# What the task requires:
Please extract each line of the material below that contains the word "target". Case counts.

--- Supplied data ---

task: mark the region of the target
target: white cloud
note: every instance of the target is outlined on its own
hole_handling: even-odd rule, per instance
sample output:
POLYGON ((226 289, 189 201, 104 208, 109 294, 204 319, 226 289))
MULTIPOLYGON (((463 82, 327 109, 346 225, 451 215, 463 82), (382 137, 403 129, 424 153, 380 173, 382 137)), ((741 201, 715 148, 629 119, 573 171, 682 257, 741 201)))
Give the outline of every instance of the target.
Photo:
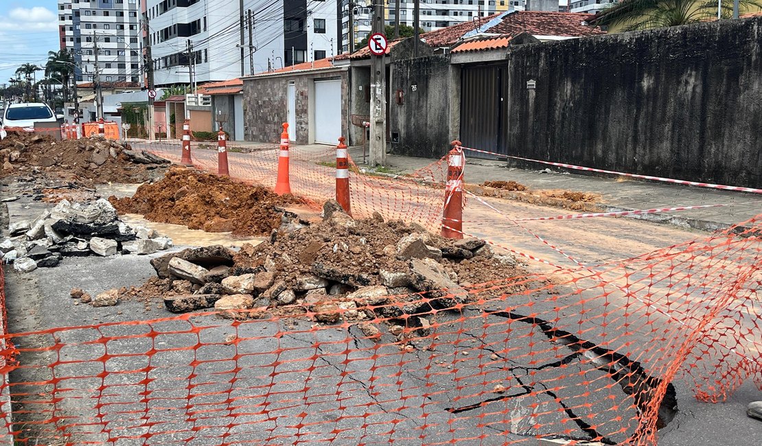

---

# Result of the task:
task: mark the region of the target
target: white cloud
note: every instance of the target is outlined on its own
Give the outline of every instance of the target.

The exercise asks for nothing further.